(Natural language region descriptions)

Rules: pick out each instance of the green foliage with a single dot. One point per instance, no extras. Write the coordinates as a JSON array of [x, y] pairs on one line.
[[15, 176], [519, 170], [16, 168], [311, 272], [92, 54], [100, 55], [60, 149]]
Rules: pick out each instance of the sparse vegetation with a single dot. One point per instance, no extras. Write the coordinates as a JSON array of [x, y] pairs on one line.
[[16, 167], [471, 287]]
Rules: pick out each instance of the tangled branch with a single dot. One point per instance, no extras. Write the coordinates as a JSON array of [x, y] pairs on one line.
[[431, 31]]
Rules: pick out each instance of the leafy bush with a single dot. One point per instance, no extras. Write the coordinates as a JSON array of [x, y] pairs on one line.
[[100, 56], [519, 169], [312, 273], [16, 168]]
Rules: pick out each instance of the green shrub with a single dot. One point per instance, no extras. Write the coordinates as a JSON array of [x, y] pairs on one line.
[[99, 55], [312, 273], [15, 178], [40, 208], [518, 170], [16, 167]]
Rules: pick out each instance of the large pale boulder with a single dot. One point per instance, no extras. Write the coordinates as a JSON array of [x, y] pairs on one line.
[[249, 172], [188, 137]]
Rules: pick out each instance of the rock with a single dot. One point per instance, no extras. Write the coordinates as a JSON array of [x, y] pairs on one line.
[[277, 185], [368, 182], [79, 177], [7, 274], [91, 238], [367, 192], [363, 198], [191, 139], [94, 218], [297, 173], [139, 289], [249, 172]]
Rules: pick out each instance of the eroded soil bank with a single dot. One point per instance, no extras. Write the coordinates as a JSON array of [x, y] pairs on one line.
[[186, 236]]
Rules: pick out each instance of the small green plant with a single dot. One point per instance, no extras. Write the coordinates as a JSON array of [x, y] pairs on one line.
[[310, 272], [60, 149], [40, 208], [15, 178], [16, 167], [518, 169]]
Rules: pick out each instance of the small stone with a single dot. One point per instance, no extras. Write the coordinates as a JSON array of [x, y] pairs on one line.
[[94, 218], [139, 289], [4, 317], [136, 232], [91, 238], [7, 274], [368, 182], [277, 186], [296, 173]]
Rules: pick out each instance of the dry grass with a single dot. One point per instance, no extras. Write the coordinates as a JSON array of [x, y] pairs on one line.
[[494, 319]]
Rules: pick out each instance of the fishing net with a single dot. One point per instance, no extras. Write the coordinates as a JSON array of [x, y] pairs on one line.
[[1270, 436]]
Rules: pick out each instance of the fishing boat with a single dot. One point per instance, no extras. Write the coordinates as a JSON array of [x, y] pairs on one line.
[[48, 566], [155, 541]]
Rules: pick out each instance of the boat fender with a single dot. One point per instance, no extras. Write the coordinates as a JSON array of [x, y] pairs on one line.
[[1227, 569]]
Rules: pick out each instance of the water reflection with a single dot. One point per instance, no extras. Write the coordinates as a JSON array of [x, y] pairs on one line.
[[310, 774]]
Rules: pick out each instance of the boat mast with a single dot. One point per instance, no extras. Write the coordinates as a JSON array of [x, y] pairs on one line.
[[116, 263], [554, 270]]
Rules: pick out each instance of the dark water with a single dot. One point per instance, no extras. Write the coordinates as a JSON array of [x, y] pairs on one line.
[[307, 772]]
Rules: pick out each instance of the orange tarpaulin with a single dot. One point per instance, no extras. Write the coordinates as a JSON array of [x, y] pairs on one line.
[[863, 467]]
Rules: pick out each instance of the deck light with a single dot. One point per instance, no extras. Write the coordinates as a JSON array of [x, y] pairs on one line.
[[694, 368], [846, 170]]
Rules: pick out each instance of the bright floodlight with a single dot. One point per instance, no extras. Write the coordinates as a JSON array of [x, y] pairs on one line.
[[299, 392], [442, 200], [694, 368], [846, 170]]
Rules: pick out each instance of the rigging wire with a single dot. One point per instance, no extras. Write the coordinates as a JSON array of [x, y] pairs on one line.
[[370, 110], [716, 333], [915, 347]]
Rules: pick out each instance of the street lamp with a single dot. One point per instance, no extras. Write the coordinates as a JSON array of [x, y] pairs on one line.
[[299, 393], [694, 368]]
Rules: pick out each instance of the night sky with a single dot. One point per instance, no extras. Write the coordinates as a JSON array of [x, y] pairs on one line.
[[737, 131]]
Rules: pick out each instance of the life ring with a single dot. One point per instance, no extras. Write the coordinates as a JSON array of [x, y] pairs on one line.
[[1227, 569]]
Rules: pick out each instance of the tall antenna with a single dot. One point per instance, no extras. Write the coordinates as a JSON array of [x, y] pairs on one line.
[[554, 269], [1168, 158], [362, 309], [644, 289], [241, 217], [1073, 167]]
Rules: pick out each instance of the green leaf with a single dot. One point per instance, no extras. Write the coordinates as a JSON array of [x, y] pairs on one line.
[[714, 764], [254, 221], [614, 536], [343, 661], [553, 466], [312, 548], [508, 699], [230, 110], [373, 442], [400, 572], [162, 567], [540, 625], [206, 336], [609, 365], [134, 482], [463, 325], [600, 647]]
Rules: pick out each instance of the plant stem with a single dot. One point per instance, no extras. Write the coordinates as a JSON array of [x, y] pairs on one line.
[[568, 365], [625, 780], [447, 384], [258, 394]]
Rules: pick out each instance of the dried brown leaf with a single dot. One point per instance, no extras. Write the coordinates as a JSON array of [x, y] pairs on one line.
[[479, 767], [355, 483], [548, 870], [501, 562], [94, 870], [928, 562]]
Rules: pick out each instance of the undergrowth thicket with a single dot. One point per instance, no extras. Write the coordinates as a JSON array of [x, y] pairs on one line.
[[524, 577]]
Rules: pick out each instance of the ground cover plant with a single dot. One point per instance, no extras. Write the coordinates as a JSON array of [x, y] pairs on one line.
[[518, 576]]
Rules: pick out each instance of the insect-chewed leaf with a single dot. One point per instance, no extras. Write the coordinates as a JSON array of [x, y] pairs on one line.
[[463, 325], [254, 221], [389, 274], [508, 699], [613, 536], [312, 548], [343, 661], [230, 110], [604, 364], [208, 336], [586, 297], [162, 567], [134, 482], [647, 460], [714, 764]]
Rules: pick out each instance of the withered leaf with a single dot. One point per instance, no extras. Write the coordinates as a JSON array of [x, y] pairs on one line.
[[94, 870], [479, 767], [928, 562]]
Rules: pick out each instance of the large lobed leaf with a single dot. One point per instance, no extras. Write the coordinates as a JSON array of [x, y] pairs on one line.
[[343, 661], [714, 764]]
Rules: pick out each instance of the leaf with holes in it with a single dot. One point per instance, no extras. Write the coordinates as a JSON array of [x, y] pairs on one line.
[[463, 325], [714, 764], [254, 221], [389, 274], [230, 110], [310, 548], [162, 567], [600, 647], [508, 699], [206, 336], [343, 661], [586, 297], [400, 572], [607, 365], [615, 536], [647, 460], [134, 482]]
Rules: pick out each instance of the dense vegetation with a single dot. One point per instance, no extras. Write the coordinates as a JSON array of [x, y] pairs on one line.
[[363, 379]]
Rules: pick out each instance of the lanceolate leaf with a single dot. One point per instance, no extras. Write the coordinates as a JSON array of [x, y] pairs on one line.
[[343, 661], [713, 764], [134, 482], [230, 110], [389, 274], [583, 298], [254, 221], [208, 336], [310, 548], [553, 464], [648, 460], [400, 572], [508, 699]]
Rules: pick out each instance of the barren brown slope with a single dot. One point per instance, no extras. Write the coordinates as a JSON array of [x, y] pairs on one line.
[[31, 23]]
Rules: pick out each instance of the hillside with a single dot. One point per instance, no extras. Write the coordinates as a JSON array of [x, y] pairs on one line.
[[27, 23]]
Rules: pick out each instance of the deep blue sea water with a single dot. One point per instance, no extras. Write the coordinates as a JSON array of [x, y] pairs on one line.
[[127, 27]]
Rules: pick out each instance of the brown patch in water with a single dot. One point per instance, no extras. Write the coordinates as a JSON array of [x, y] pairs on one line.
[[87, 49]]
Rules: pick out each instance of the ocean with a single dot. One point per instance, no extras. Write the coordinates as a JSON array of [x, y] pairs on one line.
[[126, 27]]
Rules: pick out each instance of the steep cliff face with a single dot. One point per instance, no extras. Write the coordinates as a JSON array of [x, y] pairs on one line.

§ PROBLEM TO WORK ON:
Copy exactly. The range runs from the line containing "Rules: pick out each instance of the lanceolate" through the last line of the data.

§ FINISHED EXERCISE:
Rules: pick out each instance of the lanceolate leaf with a single dot. One point per instance, no extras. Write the coordinates as a JSON array of [x, y] pairs on one line.
[[343, 661], [713, 764], [134, 482], [230, 110], [389, 274], [583, 298], [254, 221], [208, 336], [310, 548], [553, 464], [648, 460], [400, 572], [508, 699]]
Rules: pick out each instance of the barren brown slope with a single dot. One point per instance, no extras. Write the coordinates as a JSON array of [x, y] pairs on one line.
[[31, 23]]
Rules: pick out each instance of the hillside with a single dot. One point per instance, no extras. Write the coordinates as a JSON array of [x, y] pairs on one line.
[[27, 23]]
Rules: pick out each instance of the deep blue sea water with a single dot. One point per instance, no extras. Write the coordinates as a JSON array of [x, y] pairs on one line.
[[127, 27]]
Rules: pick out each instance of the brown patch in water with a single dot. One point per instance, no extras. Write the coordinates as a JSON array of [x, y] pairs on one line.
[[87, 49]]
Rules: pick out each instance of the ocean with a single dot. One point per instance, no extras. Write the coordinates as a JSON array of [x, y] pairs on one line.
[[126, 27]]
Rules: pick out each instance of the steep cliff face with a single dot. One point per instance, no extras. Write the coordinates as a JSON array of [x, y] pairs on one line.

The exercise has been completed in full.